=== EXTRACTED TEXT ===

Imagine Derrin Brown as a detective.

If, like me, you’re enough of a pedant to sigh whenever someone uses “beg the question” when they really mean “prompt the question”, then you may get a slight measure of satisfaction when a word is used properly. So the first thing I noticed about The Mentalist that it’s not about someone with a learning disability. OK, of course if that were really the subject of this show they’d never call it that, but they could have called it “Cop-Psychic”[1] or simply “Jane”, so  I take it as a small indication of the producers sensibility that they got this part right.

The Mentalist is about a John Edward style TV psychic who after a personal tragedy gives it up to become a police officer. As a medium he was a fake, using cold reading techniques to gather enough information to give a convincing performance. He now uses the same techniques to solve crimes. A simple and yet interesting concept.

Being the Smartest Guy in the House

The show reminded me a lot of House, and let’s face it medical shows are just cop shows where the criminal is a disease, the cop is the doctor and the symptoms are the evidence. (In fact I’m pretty sure House used that metaphor explicitly in dialogue early on.) They both feature arrogant central figures who are impossibly brilliant at what they do and know it. At one point Patrick Jane, our psychic-turned-cop, says that he doesn’t like seeing doctors because “they always want to feel like they’re the smartest guy in the room, when obviously that’s me.” They even both share a disdain for belief. When one of his colleagues states she has a cousin who is a real psychic, Jane says “he’s either deluded or dishonest or both.”

I think that where they differ is that Gregory House is a startlingly misanthropic figure where Patrick Jane is merely annoying. Also, it’s really unfair on the evidence of one show but I think Hugh Laurie beats Simon Baker in both acting ability and screen presence generally.

Suspect Device

Anyway, what separates this show from a thousand other cop/medic/lawyer shows is its gimmick, its device, so how well does it use it? Quite well I think. One potential problem is that whilst it’s enough for a TV psychic to get a few details in the right ballpark to let the person feel like they’re having a real contact with the “other side”, the police ultimately have to prove what they think they know. However they tackle this head-on and within the first five minutes one character has shot another on the basis of Jane’s, let’s face it, educated guesses. Later in the episode he uses his techniques to get the murderer to incriminate himself, a pattern I suspect we’ll see again.

=== EXERCISE DATA ===

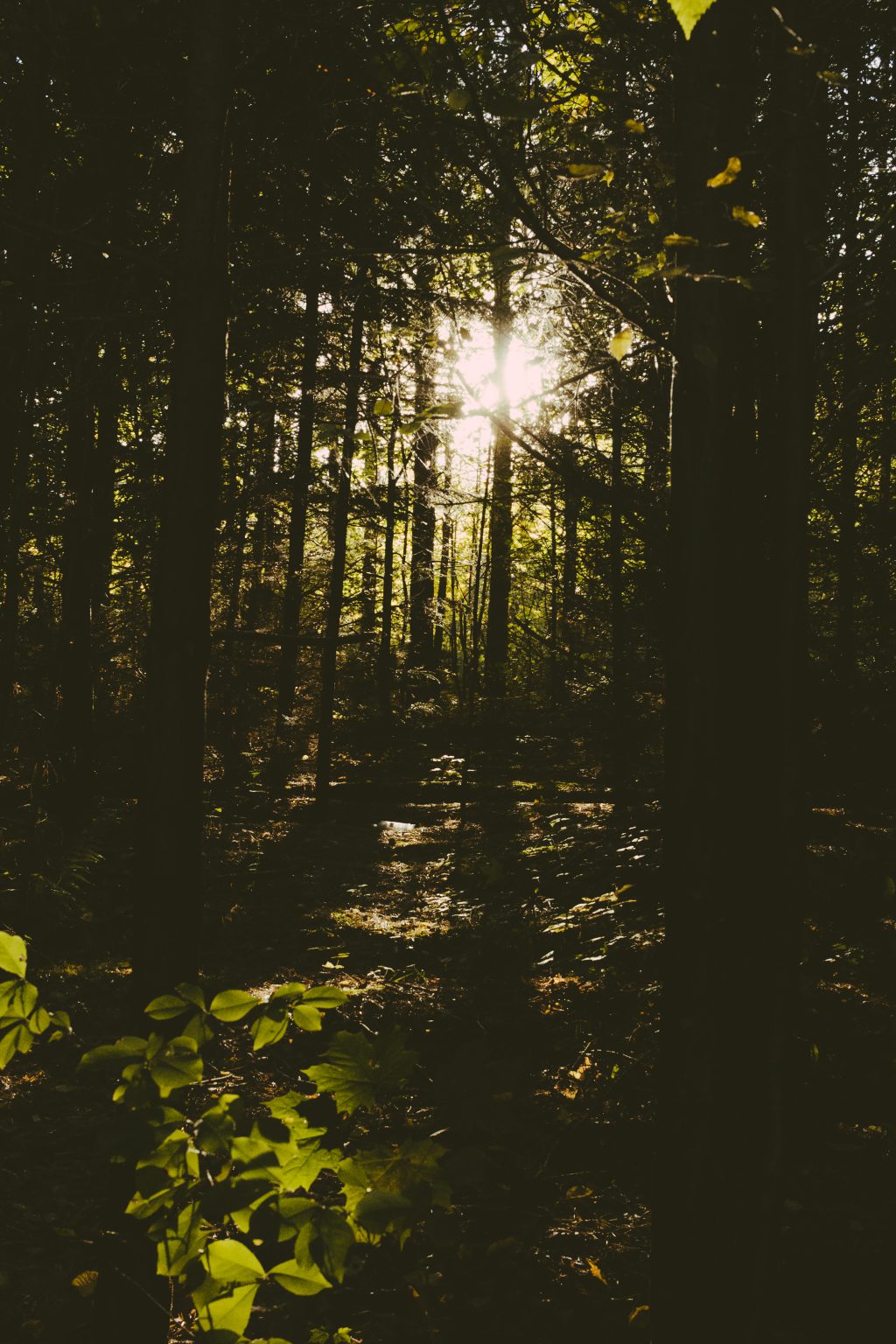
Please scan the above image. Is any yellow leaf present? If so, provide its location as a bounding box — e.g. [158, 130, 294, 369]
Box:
[731, 206, 761, 228]
[585, 1261, 610, 1287]
[669, 0, 712, 38]
[707, 155, 743, 187]
[610, 326, 634, 360]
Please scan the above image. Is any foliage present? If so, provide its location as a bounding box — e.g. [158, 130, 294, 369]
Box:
[0, 933, 71, 1070]
[80, 967, 449, 1344]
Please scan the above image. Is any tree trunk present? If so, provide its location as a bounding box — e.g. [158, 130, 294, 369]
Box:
[314, 269, 367, 802]
[560, 444, 582, 697]
[60, 336, 97, 825]
[410, 276, 438, 667]
[608, 374, 628, 810]
[90, 333, 121, 717]
[485, 248, 513, 699]
[653, 0, 823, 1344]
[836, 60, 863, 778]
[276, 242, 321, 730]
[376, 387, 402, 718]
[135, 0, 233, 996]
[432, 441, 452, 667]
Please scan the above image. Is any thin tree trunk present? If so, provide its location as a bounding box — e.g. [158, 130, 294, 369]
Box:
[314, 269, 367, 802]
[607, 374, 628, 809]
[276, 242, 321, 729]
[485, 248, 513, 699]
[376, 387, 402, 718]
[60, 336, 97, 825]
[410, 268, 438, 667]
[135, 0, 233, 996]
[836, 60, 863, 758]
[90, 333, 121, 715]
[562, 444, 582, 696]
[653, 0, 823, 1344]
[432, 441, 452, 667]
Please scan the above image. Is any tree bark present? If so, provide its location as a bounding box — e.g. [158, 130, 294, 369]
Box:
[314, 268, 367, 802]
[410, 268, 438, 667]
[376, 387, 402, 719]
[60, 336, 97, 825]
[135, 0, 233, 996]
[485, 248, 513, 699]
[653, 0, 816, 1344]
[276, 242, 321, 727]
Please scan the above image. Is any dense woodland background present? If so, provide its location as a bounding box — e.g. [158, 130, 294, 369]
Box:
[0, 0, 896, 1344]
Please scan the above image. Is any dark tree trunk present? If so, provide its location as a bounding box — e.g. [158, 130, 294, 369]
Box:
[607, 375, 628, 809]
[432, 442, 452, 667]
[376, 388, 402, 718]
[410, 279, 438, 667]
[135, 0, 233, 996]
[246, 404, 276, 630]
[836, 60, 863, 778]
[60, 336, 97, 825]
[276, 252, 326, 727]
[90, 334, 121, 717]
[485, 248, 513, 699]
[653, 0, 823, 1344]
[0, 330, 33, 729]
[314, 269, 367, 802]
[562, 444, 582, 696]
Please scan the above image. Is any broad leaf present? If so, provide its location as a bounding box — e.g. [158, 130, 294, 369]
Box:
[193, 1284, 258, 1337]
[274, 1259, 331, 1297]
[203, 1238, 264, 1284]
[669, 0, 713, 38]
[208, 989, 261, 1021]
[0, 933, 28, 978]
[304, 1030, 416, 1114]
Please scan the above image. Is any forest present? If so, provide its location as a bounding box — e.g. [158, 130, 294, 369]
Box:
[0, 0, 896, 1344]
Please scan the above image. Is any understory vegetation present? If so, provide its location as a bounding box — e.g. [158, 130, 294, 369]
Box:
[0, 0, 896, 1344]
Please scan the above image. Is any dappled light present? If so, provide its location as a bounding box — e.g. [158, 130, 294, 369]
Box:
[0, 0, 896, 1344]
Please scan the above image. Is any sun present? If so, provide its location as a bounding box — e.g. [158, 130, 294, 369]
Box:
[457, 323, 547, 416]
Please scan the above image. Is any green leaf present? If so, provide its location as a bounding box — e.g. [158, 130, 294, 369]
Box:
[608, 326, 634, 360]
[208, 989, 261, 1021]
[274, 1259, 331, 1297]
[293, 1004, 324, 1031]
[707, 155, 743, 187]
[78, 1036, 149, 1068]
[0, 980, 38, 1021]
[0, 1023, 33, 1068]
[144, 995, 189, 1021]
[304, 1030, 416, 1114]
[203, 1238, 264, 1284]
[669, 0, 712, 38]
[302, 985, 348, 1012]
[149, 1036, 203, 1096]
[193, 1284, 258, 1337]
[268, 980, 306, 1004]
[0, 933, 28, 980]
[731, 206, 761, 228]
[156, 1204, 209, 1278]
[253, 1010, 289, 1050]
[312, 1208, 354, 1284]
[175, 981, 206, 1012]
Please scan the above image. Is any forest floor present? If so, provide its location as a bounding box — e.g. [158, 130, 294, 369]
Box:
[0, 710, 896, 1344]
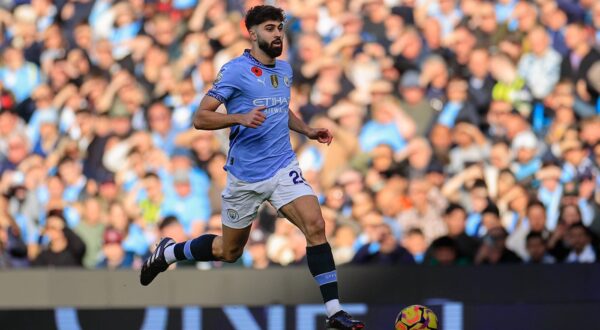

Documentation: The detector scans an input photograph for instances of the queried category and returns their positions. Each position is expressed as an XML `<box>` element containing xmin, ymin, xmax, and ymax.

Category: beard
<box><xmin>258</xmin><ymin>38</ymin><xmax>283</xmax><ymax>58</ymax></box>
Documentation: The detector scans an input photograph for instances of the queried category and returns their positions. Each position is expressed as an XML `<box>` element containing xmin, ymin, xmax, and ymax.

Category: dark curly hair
<box><xmin>245</xmin><ymin>5</ymin><xmax>285</xmax><ymax>30</ymax></box>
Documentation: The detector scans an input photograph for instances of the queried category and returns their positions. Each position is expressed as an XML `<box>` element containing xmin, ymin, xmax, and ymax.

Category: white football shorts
<box><xmin>221</xmin><ymin>159</ymin><xmax>315</xmax><ymax>229</ymax></box>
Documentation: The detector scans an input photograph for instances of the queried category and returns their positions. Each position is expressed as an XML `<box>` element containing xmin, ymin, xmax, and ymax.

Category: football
<box><xmin>395</xmin><ymin>305</ymin><xmax>438</xmax><ymax>330</ymax></box>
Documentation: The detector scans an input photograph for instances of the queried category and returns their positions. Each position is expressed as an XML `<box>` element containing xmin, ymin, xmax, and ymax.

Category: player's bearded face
<box><xmin>256</xmin><ymin>34</ymin><xmax>283</xmax><ymax>58</ymax></box>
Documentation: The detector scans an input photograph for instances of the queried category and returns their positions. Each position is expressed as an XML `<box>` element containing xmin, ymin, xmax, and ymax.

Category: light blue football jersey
<box><xmin>206</xmin><ymin>50</ymin><xmax>296</xmax><ymax>182</ymax></box>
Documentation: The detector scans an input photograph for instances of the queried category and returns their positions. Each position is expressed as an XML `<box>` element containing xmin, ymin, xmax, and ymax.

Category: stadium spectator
<box><xmin>425</xmin><ymin>236</ymin><xmax>470</xmax><ymax>266</ymax></box>
<box><xmin>32</xmin><ymin>212</ymin><xmax>86</xmax><ymax>267</ymax></box>
<box><xmin>0</xmin><ymin>198</ymin><xmax>29</xmax><ymax>269</ymax></box>
<box><xmin>475</xmin><ymin>227</ymin><xmax>521</xmax><ymax>265</ymax></box>
<box><xmin>96</xmin><ymin>228</ymin><xmax>133</xmax><ymax>269</ymax></box>
<box><xmin>73</xmin><ymin>198</ymin><xmax>105</xmax><ymax>268</ymax></box>
<box><xmin>565</xmin><ymin>223</ymin><xmax>598</xmax><ymax>263</ymax></box>
<box><xmin>525</xmin><ymin>231</ymin><xmax>556</xmax><ymax>264</ymax></box>
<box><xmin>352</xmin><ymin>223</ymin><xmax>415</xmax><ymax>266</ymax></box>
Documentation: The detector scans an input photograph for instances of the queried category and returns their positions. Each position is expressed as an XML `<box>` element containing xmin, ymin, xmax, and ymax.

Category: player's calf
<box><xmin>302</xmin><ymin>216</ymin><xmax>327</xmax><ymax>246</ymax></box>
<box><xmin>221</xmin><ymin>246</ymin><xmax>244</xmax><ymax>263</ymax></box>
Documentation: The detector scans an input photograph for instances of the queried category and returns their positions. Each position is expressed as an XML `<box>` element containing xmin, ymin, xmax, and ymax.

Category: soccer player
<box><xmin>140</xmin><ymin>6</ymin><xmax>364</xmax><ymax>329</ymax></box>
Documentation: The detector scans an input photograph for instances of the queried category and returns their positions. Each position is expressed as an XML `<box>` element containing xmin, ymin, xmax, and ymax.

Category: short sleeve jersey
<box><xmin>207</xmin><ymin>50</ymin><xmax>296</xmax><ymax>182</ymax></box>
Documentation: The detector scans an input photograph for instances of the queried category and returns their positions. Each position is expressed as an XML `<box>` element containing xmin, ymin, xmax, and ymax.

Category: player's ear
<box><xmin>248</xmin><ymin>25</ymin><xmax>257</xmax><ymax>41</ymax></box>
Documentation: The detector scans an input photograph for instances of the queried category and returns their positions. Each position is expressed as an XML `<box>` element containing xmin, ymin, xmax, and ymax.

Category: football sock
<box><xmin>306</xmin><ymin>243</ymin><xmax>342</xmax><ymax>316</ymax></box>
<box><xmin>165</xmin><ymin>234</ymin><xmax>217</xmax><ymax>264</ymax></box>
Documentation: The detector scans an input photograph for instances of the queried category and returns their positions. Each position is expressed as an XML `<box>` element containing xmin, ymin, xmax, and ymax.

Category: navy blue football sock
<box><xmin>174</xmin><ymin>234</ymin><xmax>217</xmax><ymax>261</ymax></box>
<box><xmin>306</xmin><ymin>243</ymin><xmax>338</xmax><ymax>303</ymax></box>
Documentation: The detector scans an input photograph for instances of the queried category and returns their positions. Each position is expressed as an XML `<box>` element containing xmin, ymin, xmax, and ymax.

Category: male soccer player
<box><xmin>140</xmin><ymin>6</ymin><xmax>364</xmax><ymax>329</ymax></box>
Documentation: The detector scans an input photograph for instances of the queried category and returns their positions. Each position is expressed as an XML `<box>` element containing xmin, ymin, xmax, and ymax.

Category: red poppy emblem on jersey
<box><xmin>250</xmin><ymin>66</ymin><xmax>262</xmax><ymax>77</ymax></box>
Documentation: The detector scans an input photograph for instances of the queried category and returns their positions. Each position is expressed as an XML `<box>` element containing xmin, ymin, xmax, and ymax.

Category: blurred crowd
<box><xmin>0</xmin><ymin>0</ymin><xmax>600</xmax><ymax>269</ymax></box>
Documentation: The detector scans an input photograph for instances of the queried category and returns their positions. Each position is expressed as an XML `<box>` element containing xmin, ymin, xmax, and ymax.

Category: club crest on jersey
<box><xmin>214</xmin><ymin>71</ymin><xmax>223</xmax><ymax>84</ymax></box>
<box><xmin>227</xmin><ymin>209</ymin><xmax>240</xmax><ymax>222</ymax></box>
<box><xmin>250</xmin><ymin>66</ymin><xmax>262</xmax><ymax>77</ymax></box>
<box><xmin>271</xmin><ymin>74</ymin><xmax>279</xmax><ymax>88</ymax></box>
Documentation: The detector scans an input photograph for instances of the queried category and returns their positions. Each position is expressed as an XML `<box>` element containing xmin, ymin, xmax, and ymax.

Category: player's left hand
<box><xmin>306</xmin><ymin>128</ymin><xmax>333</xmax><ymax>145</ymax></box>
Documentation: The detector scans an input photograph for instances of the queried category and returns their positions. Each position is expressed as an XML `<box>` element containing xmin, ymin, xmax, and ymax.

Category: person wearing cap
<box><xmin>511</xmin><ymin>131</ymin><xmax>542</xmax><ymax>181</ymax></box>
<box><xmin>535</xmin><ymin>163</ymin><xmax>563</xmax><ymax>230</ymax></box>
<box><xmin>518</xmin><ymin>26</ymin><xmax>562</xmax><ymax>100</ymax></box>
<box><xmin>398</xmin><ymin>70</ymin><xmax>435</xmax><ymax>136</ymax></box>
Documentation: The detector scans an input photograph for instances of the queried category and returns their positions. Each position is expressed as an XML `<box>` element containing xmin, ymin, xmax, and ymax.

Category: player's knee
<box><xmin>305</xmin><ymin>217</ymin><xmax>325</xmax><ymax>243</ymax></box>
<box><xmin>222</xmin><ymin>248</ymin><xmax>244</xmax><ymax>263</ymax></box>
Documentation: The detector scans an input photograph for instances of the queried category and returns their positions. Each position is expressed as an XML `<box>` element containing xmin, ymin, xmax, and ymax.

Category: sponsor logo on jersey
<box><xmin>271</xmin><ymin>74</ymin><xmax>279</xmax><ymax>88</ymax></box>
<box><xmin>252</xmin><ymin>97</ymin><xmax>290</xmax><ymax>108</ymax></box>
<box><xmin>250</xmin><ymin>66</ymin><xmax>262</xmax><ymax>77</ymax></box>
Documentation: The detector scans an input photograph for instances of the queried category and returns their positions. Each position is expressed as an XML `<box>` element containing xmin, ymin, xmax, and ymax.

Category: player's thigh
<box><xmin>221</xmin><ymin>176</ymin><xmax>265</xmax><ymax>229</ymax></box>
<box><xmin>221</xmin><ymin>224</ymin><xmax>252</xmax><ymax>255</ymax></box>
<box><xmin>269</xmin><ymin>161</ymin><xmax>320</xmax><ymax>214</ymax></box>
<box><xmin>279</xmin><ymin>195</ymin><xmax>324</xmax><ymax>232</ymax></box>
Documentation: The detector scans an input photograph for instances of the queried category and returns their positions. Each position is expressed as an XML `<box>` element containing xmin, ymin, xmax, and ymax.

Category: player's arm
<box><xmin>193</xmin><ymin>95</ymin><xmax>266</xmax><ymax>130</ymax></box>
<box><xmin>288</xmin><ymin>110</ymin><xmax>333</xmax><ymax>145</ymax></box>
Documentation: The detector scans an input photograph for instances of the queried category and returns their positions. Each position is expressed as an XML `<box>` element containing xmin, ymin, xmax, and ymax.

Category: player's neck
<box><xmin>250</xmin><ymin>47</ymin><xmax>275</xmax><ymax>65</ymax></box>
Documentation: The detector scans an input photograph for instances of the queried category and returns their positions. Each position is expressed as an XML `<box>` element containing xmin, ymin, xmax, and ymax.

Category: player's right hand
<box><xmin>240</xmin><ymin>106</ymin><xmax>267</xmax><ymax>128</ymax></box>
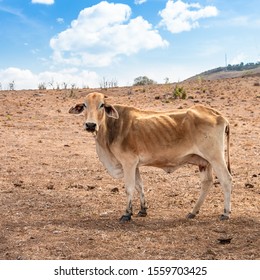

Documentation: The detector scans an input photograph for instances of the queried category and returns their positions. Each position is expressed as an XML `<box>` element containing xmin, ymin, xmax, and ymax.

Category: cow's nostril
<box><xmin>86</xmin><ymin>123</ymin><xmax>97</xmax><ymax>131</ymax></box>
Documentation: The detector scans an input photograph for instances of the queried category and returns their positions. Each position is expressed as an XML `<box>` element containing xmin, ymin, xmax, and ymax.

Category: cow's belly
<box><xmin>96</xmin><ymin>143</ymin><xmax>124</xmax><ymax>179</ymax></box>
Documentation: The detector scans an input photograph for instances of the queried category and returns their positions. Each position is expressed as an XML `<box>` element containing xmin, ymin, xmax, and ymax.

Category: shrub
<box><xmin>172</xmin><ymin>85</ymin><xmax>187</xmax><ymax>99</ymax></box>
<box><xmin>133</xmin><ymin>76</ymin><xmax>156</xmax><ymax>86</ymax></box>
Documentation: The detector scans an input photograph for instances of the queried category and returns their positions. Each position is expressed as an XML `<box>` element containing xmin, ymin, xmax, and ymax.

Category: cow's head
<box><xmin>69</xmin><ymin>92</ymin><xmax>119</xmax><ymax>133</ymax></box>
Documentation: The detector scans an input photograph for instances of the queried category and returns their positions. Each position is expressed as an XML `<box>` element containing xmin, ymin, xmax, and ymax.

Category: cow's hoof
<box><xmin>137</xmin><ymin>210</ymin><xmax>147</xmax><ymax>217</ymax></box>
<box><xmin>219</xmin><ymin>214</ymin><xmax>229</xmax><ymax>221</ymax></box>
<box><xmin>119</xmin><ymin>215</ymin><xmax>131</xmax><ymax>224</ymax></box>
<box><xmin>187</xmin><ymin>213</ymin><xmax>196</xmax><ymax>219</ymax></box>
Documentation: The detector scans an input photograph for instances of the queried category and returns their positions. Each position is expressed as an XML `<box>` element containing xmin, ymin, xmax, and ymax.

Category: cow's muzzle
<box><xmin>86</xmin><ymin>122</ymin><xmax>97</xmax><ymax>132</ymax></box>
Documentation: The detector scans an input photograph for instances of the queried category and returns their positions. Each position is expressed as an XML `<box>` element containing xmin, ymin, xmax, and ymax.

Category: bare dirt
<box><xmin>0</xmin><ymin>77</ymin><xmax>260</xmax><ymax>260</ymax></box>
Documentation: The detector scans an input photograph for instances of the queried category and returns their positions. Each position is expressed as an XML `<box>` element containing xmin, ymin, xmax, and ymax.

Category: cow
<box><xmin>69</xmin><ymin>92</ymin><xmax>232</xmax><ymax>223</ymax></box>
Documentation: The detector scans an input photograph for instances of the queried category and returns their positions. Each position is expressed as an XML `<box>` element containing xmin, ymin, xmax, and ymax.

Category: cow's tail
<box><xmin>225</xmin><ymin>124</ymin><xmax>231</xmax><ymax>174</ymax></box>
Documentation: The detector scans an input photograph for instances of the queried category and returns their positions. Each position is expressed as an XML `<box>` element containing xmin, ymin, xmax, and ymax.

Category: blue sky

===

**EXERCISES TO COMPLETE:**
A: In the review of The Mentalist, what did Patrick Jane work as before he became a police officer?
B: Continue the review of The Mentalist from the point at which it ends.
The items are separate material and have no connection to the review of The Mentalist.

**RESPONSES BY ITEM NUMBER:**
A: He was a fake TV psychic, or medium, who used cold reading techniques to give convincing performances.

B:
It’s also interesting that after the initial scene where we’re shown what little pieces of information he uses to construct his guesses, that after that we only hear his (always correct) insights. And of course they use his talents for comic relief, allowing him to embarrass his colleagues.

I do foresee a trap here, that the writers might just get lazy and have him know things he couldn’t possibly know, simply by establishing a pattern of credibility with the audience. However I hope they don’t do that, or not straight away. The fresh thing this show has to offer is its device and so they should keep it to the fore. Like Derrin Brown, show us the trick and then, at least some of the time, show us how it’s done. The formula works because it includes us the audience in on the “clever” side of the transaction, and so we’re flattered and will love you for it.

A good example is near the end when the criminal says,

“I knew it might be a trick but I had to be sure.”

“Yes. That’s how the trick works.”

And The Trick Worked

I definitely enjoyed The Mentalist and if you enjoy police procedurals then this looks like it will be a good one. I haven’t spoken much about the fact that this is a pilot and therefore needs to set up the concept, establish the characters and introduce an on-going story element. I haven’t done that because it does all that well enough for it not to be distracting.

I have too much TV where I need to keep up week to week so that I’m not sure if I’ll become a regular Mentalist viewer, but it’s enough of a new twist on the genre, with enough intelligence in the writing to be highly enjoyable when I do catch the odd episode.  8/10

[1]Yeah ok, that’s a terrible title but you get my point.